• [INSTRUCTIONS FOR THE TASK]: Exactly the lines from the one holding "Dataset curation step: class = cliff" through the final line of the data are wanted, copied as written.

• [DATA EXTRACTS]:
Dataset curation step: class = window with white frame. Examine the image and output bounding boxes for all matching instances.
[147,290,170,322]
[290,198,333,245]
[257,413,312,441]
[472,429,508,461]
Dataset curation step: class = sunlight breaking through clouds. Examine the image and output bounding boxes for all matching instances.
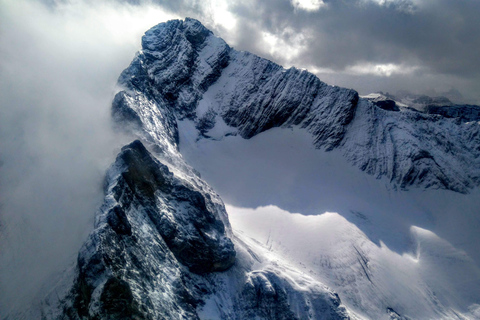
[200,0,238,31]
[261,28,310,66]
[291,0,327,12]
[347,62,419,77]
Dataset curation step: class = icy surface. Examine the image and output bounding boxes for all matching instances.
[180,126,480,319]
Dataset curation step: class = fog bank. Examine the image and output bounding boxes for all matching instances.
[0,0,176,315]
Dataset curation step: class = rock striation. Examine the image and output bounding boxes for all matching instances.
[55,140,235,319]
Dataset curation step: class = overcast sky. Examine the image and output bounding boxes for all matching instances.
[4,0,479,101]
[1,0,480,315]
[180,0,480,103]
[85,0,480,102]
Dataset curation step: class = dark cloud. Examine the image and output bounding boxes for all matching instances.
[216,0,480,102]
[40,0,478,102]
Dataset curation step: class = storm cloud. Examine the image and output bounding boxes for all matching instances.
[131,0,480,103]
[32,0,480,101]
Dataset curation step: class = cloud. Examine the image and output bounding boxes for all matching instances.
[222,0,480,102]
[0,0,178,314]
[62,0,477,102]
[291,0,327,12]
[346,62,419,77]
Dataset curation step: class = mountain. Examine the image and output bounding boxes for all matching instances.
[363,91,480,122]
[114,19,480,194]
[32,139,346,319]
[8,18,480,320]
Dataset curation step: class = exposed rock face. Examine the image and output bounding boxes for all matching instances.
[115,18,480,193]
[117,18,358,153]
[374,100,399,112]
[425,104,480,122]
[362,93,400,111]
[56,140,235,319]
[45,138,350,319]
[111,140,235,273]
[342,100,480,193]
[118,18,231,119]
[210,53,359,150]
[237,270,347,320]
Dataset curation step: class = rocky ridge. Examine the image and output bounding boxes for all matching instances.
[116,18,480,193]
[33,138,350,319]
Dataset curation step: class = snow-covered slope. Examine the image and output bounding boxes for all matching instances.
[179,124,480,320]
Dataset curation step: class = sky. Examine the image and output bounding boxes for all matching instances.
[2,0,479,100]
[0,0,480,315]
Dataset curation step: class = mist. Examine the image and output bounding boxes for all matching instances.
[0,0,177,315]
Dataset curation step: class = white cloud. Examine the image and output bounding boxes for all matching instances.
[207,0,238,31]
[346,62,419,77]
[261,28,311,66]
[291,0,326,12]
[0,0,178,315]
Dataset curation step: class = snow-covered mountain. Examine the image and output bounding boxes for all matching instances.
[8,18,480,320]
[115,18,480,194]
[362,91,480,122]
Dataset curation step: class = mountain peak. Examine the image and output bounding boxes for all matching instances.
[141,18,213,53]
[114,18,480,193]
[13,17,480,320]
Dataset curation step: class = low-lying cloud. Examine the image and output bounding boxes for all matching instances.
[0,0,177,314]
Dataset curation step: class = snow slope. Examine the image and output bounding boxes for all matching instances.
[179,124,480,319]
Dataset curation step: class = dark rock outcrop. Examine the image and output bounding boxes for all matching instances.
[373,99,399,111]
[59,140,235,319]
[425,104,480,122]
[237,270,349,320]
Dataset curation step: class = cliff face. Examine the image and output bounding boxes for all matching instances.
[57,140,235,319]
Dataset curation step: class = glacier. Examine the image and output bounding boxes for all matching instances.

• [FINISHED TASK]:
Dataset curation step: class = cliff face. Examine the image and output bounding boxes for all matching instances.
[57,140,235,319]
Dataset curation step: class = glacier. Examine the image and output bounding boxes for all matching instances.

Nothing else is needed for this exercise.